**WHAT THE TASK REQUIRES:**
Look below for the line holding "Target: white cloud" and the line holding "Practice step: pick out every instance of the black hose". Transcribe exactly those lines and all lines between them, nothing more.

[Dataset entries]
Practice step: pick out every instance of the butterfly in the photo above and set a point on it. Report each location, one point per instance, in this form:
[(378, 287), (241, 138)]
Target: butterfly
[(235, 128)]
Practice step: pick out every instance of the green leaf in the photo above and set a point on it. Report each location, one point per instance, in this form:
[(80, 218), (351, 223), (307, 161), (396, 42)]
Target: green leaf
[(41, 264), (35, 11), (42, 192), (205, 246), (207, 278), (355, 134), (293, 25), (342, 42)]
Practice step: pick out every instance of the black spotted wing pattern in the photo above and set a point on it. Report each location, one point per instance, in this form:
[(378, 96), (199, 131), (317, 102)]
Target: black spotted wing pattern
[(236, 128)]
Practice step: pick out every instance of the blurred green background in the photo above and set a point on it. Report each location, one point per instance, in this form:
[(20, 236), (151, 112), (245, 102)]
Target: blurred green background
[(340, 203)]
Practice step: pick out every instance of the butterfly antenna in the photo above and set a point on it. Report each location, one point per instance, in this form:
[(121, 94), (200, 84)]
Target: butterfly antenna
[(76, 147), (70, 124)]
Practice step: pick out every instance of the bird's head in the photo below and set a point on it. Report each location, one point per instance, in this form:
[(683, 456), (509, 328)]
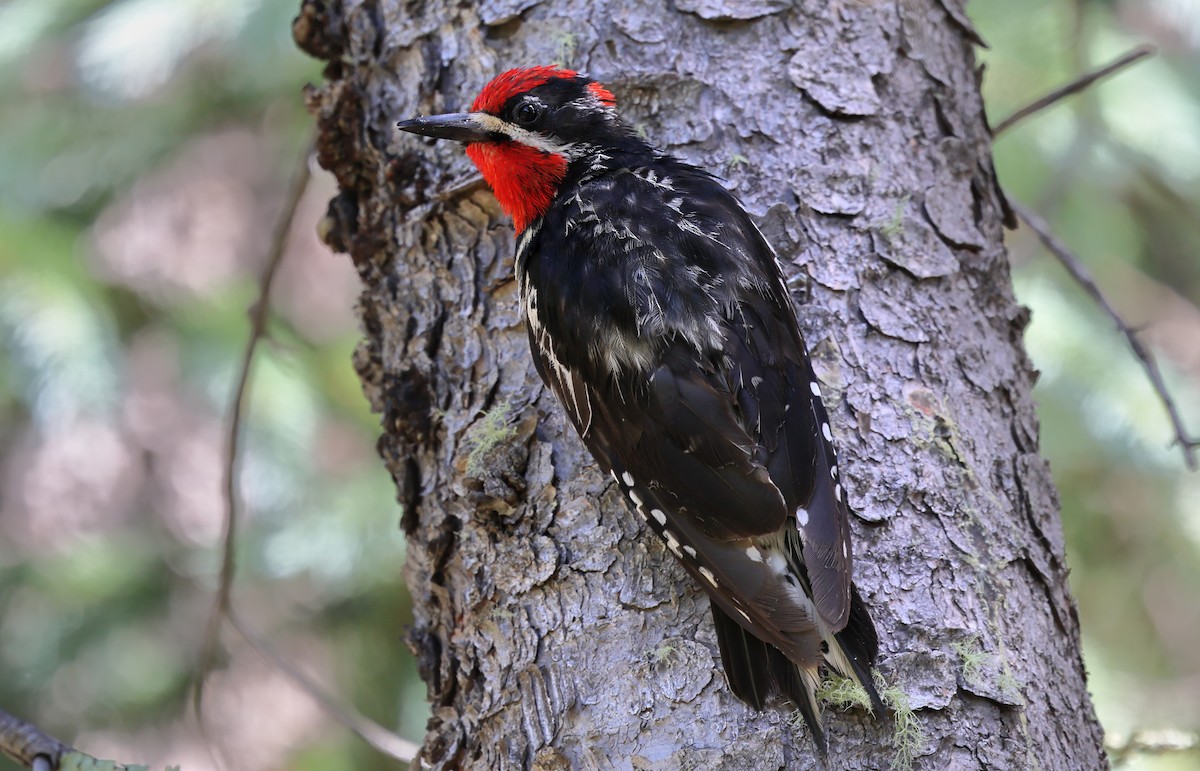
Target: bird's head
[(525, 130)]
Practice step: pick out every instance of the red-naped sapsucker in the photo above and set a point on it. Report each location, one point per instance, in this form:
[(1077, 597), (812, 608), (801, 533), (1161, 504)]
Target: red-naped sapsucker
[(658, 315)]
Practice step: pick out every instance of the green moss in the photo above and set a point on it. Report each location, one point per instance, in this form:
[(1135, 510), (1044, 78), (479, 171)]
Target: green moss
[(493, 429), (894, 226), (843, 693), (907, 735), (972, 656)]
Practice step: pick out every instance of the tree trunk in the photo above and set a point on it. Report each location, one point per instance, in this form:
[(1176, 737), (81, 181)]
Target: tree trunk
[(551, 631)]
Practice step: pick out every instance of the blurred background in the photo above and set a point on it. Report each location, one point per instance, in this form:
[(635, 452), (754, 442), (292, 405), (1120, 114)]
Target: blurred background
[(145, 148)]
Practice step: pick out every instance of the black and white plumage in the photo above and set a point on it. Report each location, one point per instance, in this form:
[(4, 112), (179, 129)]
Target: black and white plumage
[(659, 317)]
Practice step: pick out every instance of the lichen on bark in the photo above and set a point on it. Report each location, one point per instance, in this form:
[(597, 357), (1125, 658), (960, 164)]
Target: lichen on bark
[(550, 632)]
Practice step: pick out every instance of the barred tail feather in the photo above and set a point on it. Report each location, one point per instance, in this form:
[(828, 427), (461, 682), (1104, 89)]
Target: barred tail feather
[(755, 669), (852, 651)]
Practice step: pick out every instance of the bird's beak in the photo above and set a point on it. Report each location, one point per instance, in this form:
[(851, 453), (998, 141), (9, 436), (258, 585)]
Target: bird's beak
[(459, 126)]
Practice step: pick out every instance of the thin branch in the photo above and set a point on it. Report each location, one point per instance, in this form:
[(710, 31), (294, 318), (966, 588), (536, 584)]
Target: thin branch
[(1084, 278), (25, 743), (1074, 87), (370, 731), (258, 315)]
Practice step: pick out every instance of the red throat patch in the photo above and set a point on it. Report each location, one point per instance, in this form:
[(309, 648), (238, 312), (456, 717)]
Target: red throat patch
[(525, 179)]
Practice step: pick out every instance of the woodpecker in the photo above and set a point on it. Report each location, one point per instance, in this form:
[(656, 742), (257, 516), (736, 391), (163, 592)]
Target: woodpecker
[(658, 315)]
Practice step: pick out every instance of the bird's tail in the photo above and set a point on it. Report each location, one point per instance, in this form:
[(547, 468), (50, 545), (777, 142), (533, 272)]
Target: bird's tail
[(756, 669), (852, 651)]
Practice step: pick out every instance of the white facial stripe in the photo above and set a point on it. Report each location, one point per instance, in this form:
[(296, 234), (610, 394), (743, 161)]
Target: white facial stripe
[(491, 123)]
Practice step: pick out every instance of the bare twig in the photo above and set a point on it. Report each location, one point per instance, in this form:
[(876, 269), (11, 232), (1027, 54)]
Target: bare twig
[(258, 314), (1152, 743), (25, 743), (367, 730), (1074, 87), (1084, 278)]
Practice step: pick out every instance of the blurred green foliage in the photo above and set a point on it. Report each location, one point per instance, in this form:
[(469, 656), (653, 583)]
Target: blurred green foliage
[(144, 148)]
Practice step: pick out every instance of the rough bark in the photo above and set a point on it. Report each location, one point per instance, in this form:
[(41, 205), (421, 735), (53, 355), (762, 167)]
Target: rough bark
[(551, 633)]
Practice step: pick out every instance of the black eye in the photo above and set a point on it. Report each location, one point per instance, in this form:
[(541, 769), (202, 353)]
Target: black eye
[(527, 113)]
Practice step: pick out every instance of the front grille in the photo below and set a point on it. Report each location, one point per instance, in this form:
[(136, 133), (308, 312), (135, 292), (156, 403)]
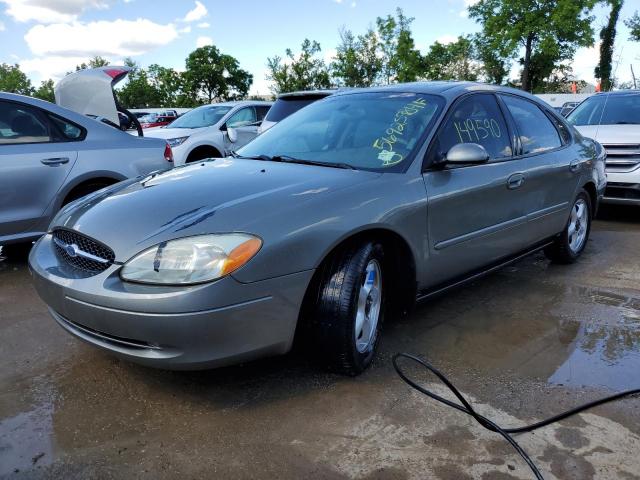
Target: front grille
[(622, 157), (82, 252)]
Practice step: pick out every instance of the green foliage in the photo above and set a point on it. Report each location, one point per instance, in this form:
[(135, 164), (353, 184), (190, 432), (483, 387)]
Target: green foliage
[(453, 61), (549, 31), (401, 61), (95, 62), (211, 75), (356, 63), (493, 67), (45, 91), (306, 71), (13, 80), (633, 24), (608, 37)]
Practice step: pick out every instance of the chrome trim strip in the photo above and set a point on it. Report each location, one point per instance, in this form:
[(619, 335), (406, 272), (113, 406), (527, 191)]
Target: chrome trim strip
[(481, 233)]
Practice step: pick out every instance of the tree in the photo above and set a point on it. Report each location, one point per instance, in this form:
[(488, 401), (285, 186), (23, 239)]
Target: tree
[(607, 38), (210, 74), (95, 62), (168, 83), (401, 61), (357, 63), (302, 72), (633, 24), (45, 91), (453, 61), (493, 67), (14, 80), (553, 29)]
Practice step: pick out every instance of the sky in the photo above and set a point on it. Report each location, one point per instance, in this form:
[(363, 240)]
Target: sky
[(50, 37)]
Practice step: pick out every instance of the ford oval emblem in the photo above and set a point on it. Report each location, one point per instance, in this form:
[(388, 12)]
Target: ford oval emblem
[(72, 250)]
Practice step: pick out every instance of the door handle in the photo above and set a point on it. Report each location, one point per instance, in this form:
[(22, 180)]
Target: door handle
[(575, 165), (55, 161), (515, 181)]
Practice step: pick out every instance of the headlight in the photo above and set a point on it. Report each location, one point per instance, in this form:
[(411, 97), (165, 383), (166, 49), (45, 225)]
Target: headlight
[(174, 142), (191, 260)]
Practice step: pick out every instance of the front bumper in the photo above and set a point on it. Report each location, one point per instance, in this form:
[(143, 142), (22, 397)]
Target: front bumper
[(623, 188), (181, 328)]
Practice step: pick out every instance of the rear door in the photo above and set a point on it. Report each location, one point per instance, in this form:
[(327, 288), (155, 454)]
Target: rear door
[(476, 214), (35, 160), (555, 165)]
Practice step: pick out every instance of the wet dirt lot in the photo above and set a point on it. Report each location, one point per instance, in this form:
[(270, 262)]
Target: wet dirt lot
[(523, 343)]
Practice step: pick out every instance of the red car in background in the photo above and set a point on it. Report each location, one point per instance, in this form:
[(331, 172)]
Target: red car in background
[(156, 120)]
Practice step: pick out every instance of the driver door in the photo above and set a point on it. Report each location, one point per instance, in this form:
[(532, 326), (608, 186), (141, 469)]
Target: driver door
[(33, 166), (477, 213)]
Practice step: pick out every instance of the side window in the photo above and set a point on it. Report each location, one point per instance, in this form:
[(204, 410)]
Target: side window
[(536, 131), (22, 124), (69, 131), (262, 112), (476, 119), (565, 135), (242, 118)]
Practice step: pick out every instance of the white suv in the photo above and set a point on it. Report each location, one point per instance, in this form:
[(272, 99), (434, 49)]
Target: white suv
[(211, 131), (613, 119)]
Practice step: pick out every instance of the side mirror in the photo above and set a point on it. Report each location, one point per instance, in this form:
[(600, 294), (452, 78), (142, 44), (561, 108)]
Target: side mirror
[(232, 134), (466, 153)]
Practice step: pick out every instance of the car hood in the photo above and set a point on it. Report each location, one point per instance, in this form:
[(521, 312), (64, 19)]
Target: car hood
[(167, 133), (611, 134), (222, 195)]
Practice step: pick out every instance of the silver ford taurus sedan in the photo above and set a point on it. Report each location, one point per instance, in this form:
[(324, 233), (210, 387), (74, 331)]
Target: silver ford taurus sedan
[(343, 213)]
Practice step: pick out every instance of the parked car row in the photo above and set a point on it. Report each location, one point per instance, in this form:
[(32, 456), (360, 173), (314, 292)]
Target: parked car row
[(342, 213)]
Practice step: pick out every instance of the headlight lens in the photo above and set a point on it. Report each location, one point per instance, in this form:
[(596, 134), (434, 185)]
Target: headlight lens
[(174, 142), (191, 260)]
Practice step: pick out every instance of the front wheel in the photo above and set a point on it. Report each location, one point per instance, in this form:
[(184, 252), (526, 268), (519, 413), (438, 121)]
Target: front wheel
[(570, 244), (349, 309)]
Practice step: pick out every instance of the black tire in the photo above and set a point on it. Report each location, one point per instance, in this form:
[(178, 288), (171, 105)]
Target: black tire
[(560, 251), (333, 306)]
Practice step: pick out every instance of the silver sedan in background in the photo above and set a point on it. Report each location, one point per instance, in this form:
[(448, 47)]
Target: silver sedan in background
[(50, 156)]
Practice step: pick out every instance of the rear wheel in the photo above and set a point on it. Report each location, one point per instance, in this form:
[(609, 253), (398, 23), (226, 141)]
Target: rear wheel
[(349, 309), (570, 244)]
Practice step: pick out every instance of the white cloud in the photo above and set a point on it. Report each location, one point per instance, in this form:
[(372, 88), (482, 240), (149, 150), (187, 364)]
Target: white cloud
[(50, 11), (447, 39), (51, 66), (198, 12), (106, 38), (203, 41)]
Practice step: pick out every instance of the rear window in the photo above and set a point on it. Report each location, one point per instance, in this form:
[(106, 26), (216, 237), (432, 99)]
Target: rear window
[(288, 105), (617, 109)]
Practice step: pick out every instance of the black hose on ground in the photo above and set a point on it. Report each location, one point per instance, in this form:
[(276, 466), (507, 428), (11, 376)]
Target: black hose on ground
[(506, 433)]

**THE COMPLETED TASK:**
Target: white cloud
[(50, 11), (447, 39), (51, 66), (198, 12), (106, 38), (203, 41)]
Practice step: pick out every instance of the rear window in the photo above and set a point on it. Report each location, one point per instance, in this form:
[(106, 26), (216, 237), (432, 99)]
Target: rear window
[(288, 105), (617, 109)]
Practice step: pick out every instance of the black hose on ground in the photo above and set a point on it. Report each location, one point per instance, in this form:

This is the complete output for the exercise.